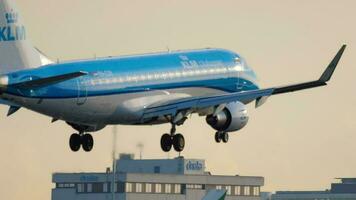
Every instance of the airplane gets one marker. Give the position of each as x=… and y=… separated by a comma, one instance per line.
x=145, y=89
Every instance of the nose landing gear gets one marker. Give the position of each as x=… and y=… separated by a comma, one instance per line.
x=172, y=139
x=81, y=139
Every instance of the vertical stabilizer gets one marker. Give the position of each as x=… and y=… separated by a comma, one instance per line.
x=16, y=52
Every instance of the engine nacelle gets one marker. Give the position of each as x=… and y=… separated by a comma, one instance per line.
x=232, y=118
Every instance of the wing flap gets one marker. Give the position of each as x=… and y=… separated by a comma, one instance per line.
x=196, y=103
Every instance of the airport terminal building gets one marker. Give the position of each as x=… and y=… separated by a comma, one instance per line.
x=344, y=190
x=161, y=179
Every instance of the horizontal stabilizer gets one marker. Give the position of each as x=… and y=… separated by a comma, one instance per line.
x=42, y=82
x=325, y=77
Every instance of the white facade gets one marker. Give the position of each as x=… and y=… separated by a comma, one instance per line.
x=169, y=179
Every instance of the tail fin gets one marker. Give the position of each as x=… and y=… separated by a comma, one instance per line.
x=16, y=52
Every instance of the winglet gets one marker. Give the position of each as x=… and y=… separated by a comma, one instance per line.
x=325, y=77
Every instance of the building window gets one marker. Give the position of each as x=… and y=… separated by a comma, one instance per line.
x=89, y=187
x=237, y=190
x=256, y=191
x=158, y=188
x=80, y=187
x=247, y=190
x=194, y=186
x=157, y=170
x=138, y=187
x=97, y=187
x=148, y=188
x=128, y=187
x=177, y=188
x=228, y=190
x=167, y=188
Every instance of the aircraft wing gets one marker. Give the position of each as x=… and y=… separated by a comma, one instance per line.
x=193, y=104
x=42, y=82
x=173, y=107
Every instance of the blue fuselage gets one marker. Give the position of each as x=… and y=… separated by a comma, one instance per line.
x=118, y=85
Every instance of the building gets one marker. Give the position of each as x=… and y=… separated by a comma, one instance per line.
x=176, y=179
x=344, y=190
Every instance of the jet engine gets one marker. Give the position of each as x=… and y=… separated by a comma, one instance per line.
x=232, y=118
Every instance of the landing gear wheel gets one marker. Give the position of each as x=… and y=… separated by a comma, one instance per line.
x=218, y=137
x=74, y=142
x=166, y=142
x=178, y=142
x=225, y=137
x=87, y=142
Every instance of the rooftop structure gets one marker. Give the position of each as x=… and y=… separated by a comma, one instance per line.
x=177, y=178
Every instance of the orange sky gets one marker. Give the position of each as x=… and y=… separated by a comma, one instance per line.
x=296, y=141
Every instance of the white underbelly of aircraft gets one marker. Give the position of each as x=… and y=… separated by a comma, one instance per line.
x=108, y=109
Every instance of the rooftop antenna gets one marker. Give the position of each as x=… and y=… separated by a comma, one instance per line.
x=114, y=131
x=140, y=147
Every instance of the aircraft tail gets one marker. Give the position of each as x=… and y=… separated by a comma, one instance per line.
x=16, y=52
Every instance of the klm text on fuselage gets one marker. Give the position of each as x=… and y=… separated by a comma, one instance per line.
x=11, y=31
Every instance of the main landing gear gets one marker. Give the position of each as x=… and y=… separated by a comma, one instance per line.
x=221, y=136
x=81, y=139
x=172, y=139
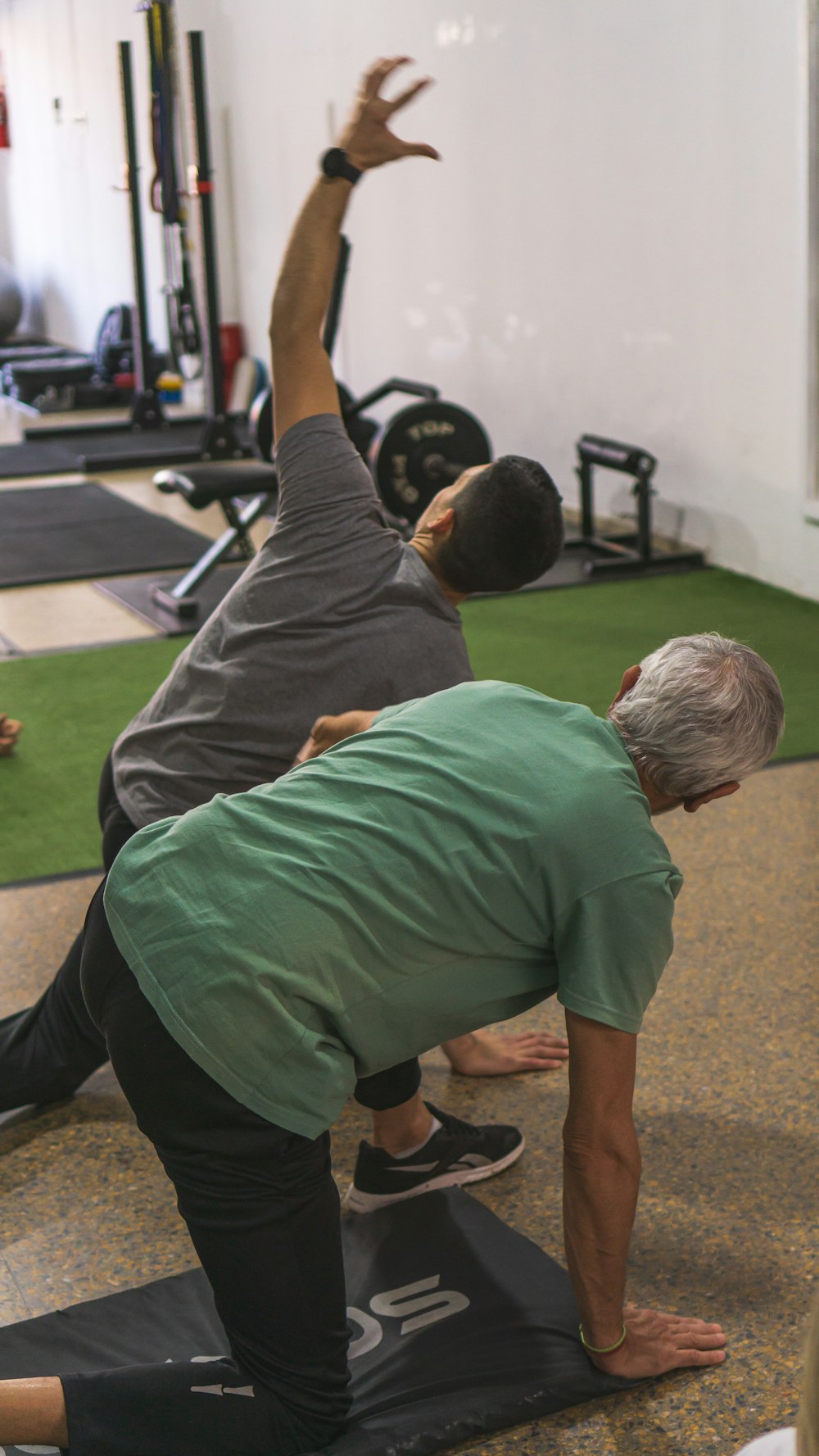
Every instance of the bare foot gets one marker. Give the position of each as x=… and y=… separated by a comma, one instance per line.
x=9, y=734
x=496, y=1055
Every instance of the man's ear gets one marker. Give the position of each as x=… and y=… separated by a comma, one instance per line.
x=442, y=524
x=722, y=792
x=629, y=678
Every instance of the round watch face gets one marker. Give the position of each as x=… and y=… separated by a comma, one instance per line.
x=335, y=162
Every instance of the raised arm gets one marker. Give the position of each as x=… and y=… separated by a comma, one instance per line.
x=303, y=378
x=601, y=1177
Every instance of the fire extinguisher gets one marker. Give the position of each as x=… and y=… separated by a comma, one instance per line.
x=5, y=138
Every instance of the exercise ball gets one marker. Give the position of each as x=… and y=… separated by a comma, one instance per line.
x=11, y=300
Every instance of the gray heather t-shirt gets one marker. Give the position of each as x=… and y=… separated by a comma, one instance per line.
x=335, y=612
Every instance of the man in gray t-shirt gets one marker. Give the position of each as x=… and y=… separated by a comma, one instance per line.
x=337, y=612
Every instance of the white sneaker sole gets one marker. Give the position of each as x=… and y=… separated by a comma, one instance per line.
x=357, y=1201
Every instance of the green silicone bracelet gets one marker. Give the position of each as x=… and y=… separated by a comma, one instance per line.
x=601, y=1350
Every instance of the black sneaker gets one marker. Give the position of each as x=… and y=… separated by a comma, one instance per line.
x=455, y=1154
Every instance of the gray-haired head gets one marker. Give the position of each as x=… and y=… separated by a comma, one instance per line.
x=703, y=712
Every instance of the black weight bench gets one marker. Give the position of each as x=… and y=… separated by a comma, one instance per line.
x=245, y=489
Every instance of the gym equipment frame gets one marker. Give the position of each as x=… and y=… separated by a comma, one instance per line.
x=629, y=551
x=149, y=436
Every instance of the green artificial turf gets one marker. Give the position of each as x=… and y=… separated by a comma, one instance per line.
x=571, y=644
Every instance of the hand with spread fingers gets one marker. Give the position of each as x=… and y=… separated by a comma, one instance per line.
x=502, y=1053
x=332, y=730
x=367, y=137
x=656, y=1343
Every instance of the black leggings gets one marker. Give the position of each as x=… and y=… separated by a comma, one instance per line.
x=264, y=1214
x=48, y=1050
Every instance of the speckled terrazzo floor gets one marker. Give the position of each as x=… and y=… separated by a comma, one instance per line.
x=726, y=1113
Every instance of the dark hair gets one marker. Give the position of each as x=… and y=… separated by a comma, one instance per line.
x=508, y=528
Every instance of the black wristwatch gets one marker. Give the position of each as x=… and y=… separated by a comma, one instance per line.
x=335, y=163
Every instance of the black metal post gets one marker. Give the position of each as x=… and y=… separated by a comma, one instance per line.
x=643, y=492
x=146, y=410
x=220, y=440
x=586, y=500
x=335, y=305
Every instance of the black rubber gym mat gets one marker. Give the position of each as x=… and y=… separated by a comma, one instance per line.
x=35, y=457
x=136, y=594
x=56, y=451
x=460, y=1327
x=70, y=532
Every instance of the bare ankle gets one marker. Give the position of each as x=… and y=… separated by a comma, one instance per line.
x=399, y=1129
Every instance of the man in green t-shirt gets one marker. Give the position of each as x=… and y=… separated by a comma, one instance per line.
x=460, y=860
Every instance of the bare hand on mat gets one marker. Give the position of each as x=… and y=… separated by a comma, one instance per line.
x=9, y=733
x=331, y=730
x=658, y=1343
x=500, y=1055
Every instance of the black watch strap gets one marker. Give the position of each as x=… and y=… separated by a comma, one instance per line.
x=335, y=163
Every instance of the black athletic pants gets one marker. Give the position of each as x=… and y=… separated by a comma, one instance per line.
x=264, y=1214
x=48, y=1050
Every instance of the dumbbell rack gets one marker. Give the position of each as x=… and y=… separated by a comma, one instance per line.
x=627, y=552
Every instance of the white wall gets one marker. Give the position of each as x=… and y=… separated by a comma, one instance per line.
x=616, y=241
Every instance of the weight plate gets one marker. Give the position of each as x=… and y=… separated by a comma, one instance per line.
x=410, y=457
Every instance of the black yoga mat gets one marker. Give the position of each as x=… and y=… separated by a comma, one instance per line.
x=460, y=1327
x=69, y=532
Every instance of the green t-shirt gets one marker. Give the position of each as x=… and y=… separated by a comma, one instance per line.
x=472, y=854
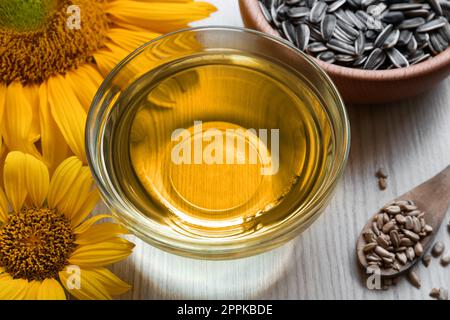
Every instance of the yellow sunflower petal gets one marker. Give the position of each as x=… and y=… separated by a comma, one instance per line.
x=63, y=178
x=88, y=223
x=18, y=120
x=85, y=81
x=13, y=289
x=68, y=114
x=112, y=283
x=54, y=147
x=14, y=179
x=2, y=100
x=158, y=16
x=89, y=287
x=107, y=59
x=4, y=209
x=32, y=290
x=32, y=95
x=37, y=180
x=100, y=232
x=51, y=289
x=101, y=254
x=71, y=203
x=89, y=204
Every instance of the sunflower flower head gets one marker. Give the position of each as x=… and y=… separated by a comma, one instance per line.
x=45, y=234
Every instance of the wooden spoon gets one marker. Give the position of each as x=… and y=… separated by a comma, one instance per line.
x=433, y=197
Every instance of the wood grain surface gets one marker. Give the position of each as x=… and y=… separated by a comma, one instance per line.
x=410, y=139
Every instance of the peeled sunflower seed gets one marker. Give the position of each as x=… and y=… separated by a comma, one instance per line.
x=327, y=26
x=438, y=249
x=397, y=58
x=318, y=11
x=303, y=35
x=432, y=25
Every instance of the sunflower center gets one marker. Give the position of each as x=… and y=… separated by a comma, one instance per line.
x=38, y=41
x=25, y=15
x=35, y=244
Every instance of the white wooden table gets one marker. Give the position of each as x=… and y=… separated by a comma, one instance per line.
x=410, y=139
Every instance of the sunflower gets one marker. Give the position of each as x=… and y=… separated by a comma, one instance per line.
x=49, y=72
x=47, y=246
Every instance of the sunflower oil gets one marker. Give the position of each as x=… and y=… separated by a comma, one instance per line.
x=220, y=145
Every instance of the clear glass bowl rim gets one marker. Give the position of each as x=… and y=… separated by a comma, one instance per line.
x=199, y=248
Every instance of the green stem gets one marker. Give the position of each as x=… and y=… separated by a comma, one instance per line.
x=25, y=15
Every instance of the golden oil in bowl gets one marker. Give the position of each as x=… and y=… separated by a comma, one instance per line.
x=217, y=151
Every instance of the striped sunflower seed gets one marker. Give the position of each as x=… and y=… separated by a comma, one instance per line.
x=327, y=27
x=336, y=5
x=432, y=25
x=341, y=47
x=383, y=35
x=412, y=23
x=318, y=12
x=375, y=59
x=303, y=35
x=392, y=39
x=328, y=56
x=398, y=60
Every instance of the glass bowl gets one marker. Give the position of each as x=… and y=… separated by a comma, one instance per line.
x=313, y=152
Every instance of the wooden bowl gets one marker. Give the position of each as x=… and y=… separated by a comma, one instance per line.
x=367, y=86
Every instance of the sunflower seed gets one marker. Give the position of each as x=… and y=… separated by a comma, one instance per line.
x=369, y=247
x=391, y=40
x=392, y=209
x=406, y=242
x=418, y=249
x=410, y=254
x=355, y=20
x=360, y=61
x=341, y=47
x=382, y=36
x=438, y=249
x=397, y=59
x=434, y=293
x=371, y=35
x=327, y=27
x=360, y=43
x=404, y=38
x=443, y=294
x=432, y=25
x=336, y=5
x=316, y=47
x=419, y=13
x=404, y=6
x=265, y=12
x=310, y=3
x=414, y=279
x=288, y=31
x=342, y=16
x=393, y=17
x=293, y=2
x=411, y=235
x=395, y=238
x=298, y=12
x=445, y=260
x=412, y=23
x=318, y=11
x=303, y=35
x=445, y=31
x=375, y=59
x=426, y=260
x=436, y=6
x=350, y=31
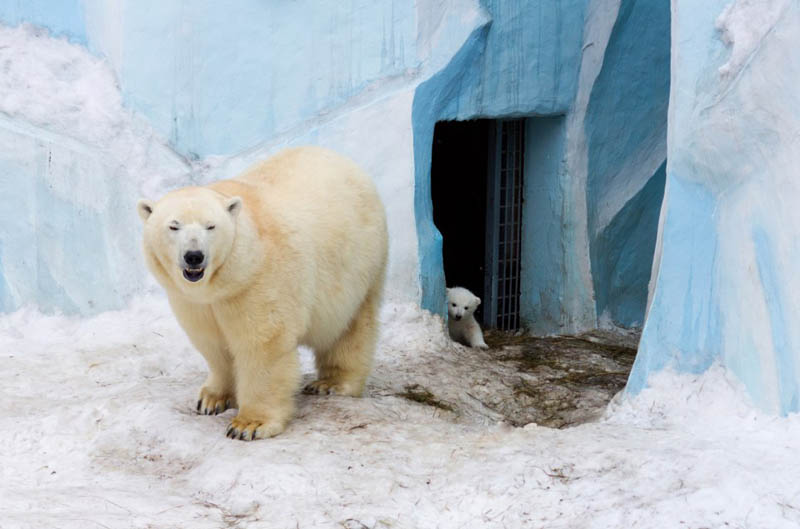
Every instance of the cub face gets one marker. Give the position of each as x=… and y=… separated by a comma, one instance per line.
x=189, y=233
x=461, y=303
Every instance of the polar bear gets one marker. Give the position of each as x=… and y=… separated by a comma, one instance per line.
x=292, y=252
x=461, y=304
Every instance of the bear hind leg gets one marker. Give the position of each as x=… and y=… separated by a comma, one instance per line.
x=343, y=369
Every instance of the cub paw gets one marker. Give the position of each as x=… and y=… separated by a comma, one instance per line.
x=330, y=387
x=249, y=430
x=210, y=403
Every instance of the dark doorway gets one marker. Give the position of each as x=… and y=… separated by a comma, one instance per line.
x=476, y=188
x=459, y=169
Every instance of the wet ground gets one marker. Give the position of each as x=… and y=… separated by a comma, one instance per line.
x=555, y=381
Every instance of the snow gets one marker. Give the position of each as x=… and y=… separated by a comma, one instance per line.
x=726, y=288
x=98, y=430
x=73, y=163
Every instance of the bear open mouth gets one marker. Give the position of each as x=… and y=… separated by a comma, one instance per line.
x=193, y=274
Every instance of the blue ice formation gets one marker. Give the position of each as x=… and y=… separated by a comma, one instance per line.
x=726, y=288
x=608, y=200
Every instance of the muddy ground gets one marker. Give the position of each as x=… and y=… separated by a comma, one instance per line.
x=554, y=381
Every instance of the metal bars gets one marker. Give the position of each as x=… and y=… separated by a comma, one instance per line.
x=504, y=224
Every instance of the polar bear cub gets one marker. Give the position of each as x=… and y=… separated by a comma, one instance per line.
x=461, y=304
x=292, y=252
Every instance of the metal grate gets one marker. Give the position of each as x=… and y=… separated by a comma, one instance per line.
x=504, y=224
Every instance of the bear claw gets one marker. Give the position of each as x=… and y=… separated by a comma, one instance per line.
x=210, y=404
x=245, y=430
x=326, y=387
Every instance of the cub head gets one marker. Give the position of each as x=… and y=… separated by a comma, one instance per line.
x=188, y=234
x=461, y=303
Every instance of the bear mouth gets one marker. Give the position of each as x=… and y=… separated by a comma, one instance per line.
x=193, y=274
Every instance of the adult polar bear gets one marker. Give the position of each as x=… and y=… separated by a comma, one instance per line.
x=292, y=252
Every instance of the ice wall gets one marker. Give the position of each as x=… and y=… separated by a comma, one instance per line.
x=726, y=287
x=72, y=158
x=626, y=140
x=524, y=60
x=238, y=84
x=213, y=89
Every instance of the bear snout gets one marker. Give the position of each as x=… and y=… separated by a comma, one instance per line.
x=194, y=258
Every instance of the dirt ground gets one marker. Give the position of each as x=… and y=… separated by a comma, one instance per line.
x=554, y=381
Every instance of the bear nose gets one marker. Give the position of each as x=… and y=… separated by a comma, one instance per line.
x=193, y=258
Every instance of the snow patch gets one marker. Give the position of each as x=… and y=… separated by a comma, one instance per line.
x=744, y=24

§ §

- _SHORT EXERCISE_
Copy verbatim the lines of the records above, from the line containing "Every instance of the tail" through the line containing "x=177, y=178", both included.

- _EXERCISE SOLUTION_
Every instance of the tail fin gets one marker. Give the position of each as x=… and y=… separated by a comma, one instance per line.
x=16, y=52
Every instance of the winglet gets one marker. Give the position of each as x=… and y=… separated by a comma, one instance per line.
x=325, y=77
Every instance of the building window gets one marker. Give the position of each as x=… and y=… separated by a comma, one instance per line.
x=89, y=187
x=237, y=190
x=256, y=191
x=158, y=188
x=80, y=187
x=247, y=190
x=194, y=186
x=157, y=170
x=138, y=187
x=97, y=187
x=148, y=188
x=128, y=187
x=177, y=188
x=228, y=190
x=167, y=188
Every instance of the aircraft wing gets one marker. Give the position of each as x=… and y=… separated by a comma, one instance per line.
x=193, y=104
x=42, y=82
x=173, y=107
Every instance of the blue fuselage gets one marker. Give the position of each as x=… and y=… separated by a comma, one instance per line.
x=118, y=85
Every instance of the building gets one marker. Give the position of each as x=… and y=… separated by a comma, one instance per line.
x=176, y=179
x=344, y=190
Every instance of the jet engine gets one marker. Give the position of each as x=… and y=… separated by a comma, one instance per line.
x=232, y=118
Every instance of the landing gear wheel gets one marker. Give the position of each as x=… and y=… separated by a comma, one instance per line.
x=218, y=137
x=74, y=142
x=166, y=142
x=178, y=142
x=225, y=137
x=87, y=142
Every instance of the rooftop structure gets one marker. Give the position of each as x=… and y=… separated by a comma, one instance per line.
x=177, y=178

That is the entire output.